* **提供テキスト**:
直訳すると「即(すなわ)ち言葉の道筋を見つけ難(がた=叵)いのは注釈(=註)で以って明らかにし、意味の解き易いものには全く注釈にしなかった」
「言葉の道筋を見つけ難い」というのは「意味が分かりずらい」のもそうなんですが、上の文で散々「音訓の読みが難しい!」という話をしていたので「読めるか読めないか」も入れないとおかしいな、と思い「読みづらく意味が分かりにくい」と訳しました。
「ですので、読みづらく意味の分かりにくい言葉には注釈をつけて、読めばすぐ意味が分かる言葉には全く注釈をつけませんでした」と訳しました。
・亦於姓日下 謂玖沙訶 於名帶字 謂多羅斯
「亦」は読みも意味も「また(~も)」です。
「謂」は「い(う)」と読みます。
意味も「言う、述べる」です。
ここは直訳すると「亦(また)『日下(くさか)』という姓(かばね)に於いては『玖沙訶(くさか)』と言い、『帯(たらし)』という名に於いては『多羅斯(たらし)』と言う」
...「何なの、これ?」という方もいるでしょうから軽く説明します。
①まず「日下」も「帯」も読むのはかなり難しい字です。
②しかし編纂者の太安万侶としては読めるようにしたい。
③ところが当時は平仮名はまだ無い(フリガナ出来ない)。
④ならば漢字本来の意味とは違うけど、音読みの漢字を充てて読めるようにしよう(これを「借字」と言います)。
⑤『日下』は音読みの字で『玖沙訶』を、『帯』はこれも音読みの『多羅斯』という字を充てよう。
...という感じの意味なのです。
昨日の繰り返しになりますが、『古事記』の本文は「これはこのままでも読めるよな...」っていうのは訓読みでそのままにしていて、逆に「これってこのままじゃ読めないよな...」」っていうものは、別の漢字をあてがって音読みで読めるようにしてある...って認識で良いと思います。
例えば...こんなイメージです。
【焼鳥】 →「これはこのままで読めるよな...意味も分かるし音読みにしなくていいか」(訓読みで字も変えない)
【棒棒鶏】→「ボーボー鶏って読んじゃう人いるかも...漢字の意味は違うけど音読みの漢字をあてがってみんな読めるようにしよう!バンバンジーは...【蛮蛮爺】と書き記そう!」(音読みの漢字をあてがった)
※実際こんなおバカな音読みはありません<(_ _)>
直訳では言葉足らずで分かりずらいので、ここは長くなってしまうけど…
「また姓名に関しては、『日下』や『帯』といった訓で読むのが難しいものであれば、『玖沙訶』『多羅斯』というような音で読み易く」と訳しました。
この辺の音読みと訓読み、借字については昨日の記事に少しまとめていますので良かったらご覧ください<(_ _)>
imomiquest.com
さて、上記の①~⑤まではお分かりいただけましたか?
実はこの続き⑥が下にあります…フフフ...。

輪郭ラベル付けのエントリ
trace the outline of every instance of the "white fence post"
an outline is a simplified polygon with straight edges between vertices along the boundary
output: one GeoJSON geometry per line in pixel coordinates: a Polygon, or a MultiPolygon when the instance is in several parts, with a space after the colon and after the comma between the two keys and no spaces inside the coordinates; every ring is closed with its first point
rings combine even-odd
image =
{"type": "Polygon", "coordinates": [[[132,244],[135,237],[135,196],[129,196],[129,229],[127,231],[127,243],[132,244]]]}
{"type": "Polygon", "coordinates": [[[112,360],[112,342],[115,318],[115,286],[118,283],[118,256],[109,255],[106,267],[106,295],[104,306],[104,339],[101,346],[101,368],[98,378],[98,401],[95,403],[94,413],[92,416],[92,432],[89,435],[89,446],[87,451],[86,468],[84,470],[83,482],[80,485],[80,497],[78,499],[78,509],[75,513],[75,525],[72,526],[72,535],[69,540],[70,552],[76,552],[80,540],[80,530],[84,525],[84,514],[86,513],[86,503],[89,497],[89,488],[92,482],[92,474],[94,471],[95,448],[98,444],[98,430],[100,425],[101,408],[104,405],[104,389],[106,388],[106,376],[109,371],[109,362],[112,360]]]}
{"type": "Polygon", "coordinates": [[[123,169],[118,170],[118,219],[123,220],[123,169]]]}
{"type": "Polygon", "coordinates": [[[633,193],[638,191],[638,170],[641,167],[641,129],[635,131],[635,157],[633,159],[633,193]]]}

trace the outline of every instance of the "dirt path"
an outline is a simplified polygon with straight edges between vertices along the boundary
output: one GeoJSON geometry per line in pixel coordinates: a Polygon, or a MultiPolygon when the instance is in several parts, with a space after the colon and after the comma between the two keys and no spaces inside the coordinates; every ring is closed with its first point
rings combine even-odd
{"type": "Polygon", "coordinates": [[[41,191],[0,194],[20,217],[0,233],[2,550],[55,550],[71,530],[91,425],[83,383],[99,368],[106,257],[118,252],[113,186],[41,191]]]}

* **取り組む課題**: 提供テキストのうち、「ここは直訳すると「亦(また)」から始まり「これを「借字」と言います)。」で終わる部分を、一字も変えずに書き出してもらえますか。

* **以下の回答**:
ここは直訳すると「亦(また)『日下(くさか)』という姓(かばね)に於いては『玖沙訶(くさか)』と言い、『帯(たらし)』という名に於いては『多羅斯(たらし)』と言う」
...「何なの、これ?」という方もいるでしょうから軽く説明します。
①まず「日下」も「帯」も読むのはかなり難しい字です。
②しかし編纂者の太安万侶としては読めるようにしたい。
③ところが当時は平仮名はまだ無い(フリガナ出来ない)。
④ならば漢字本来の意味とは違うけど、音読みの漢字を充てて読めるようにしよう(これを「借字」と言います)。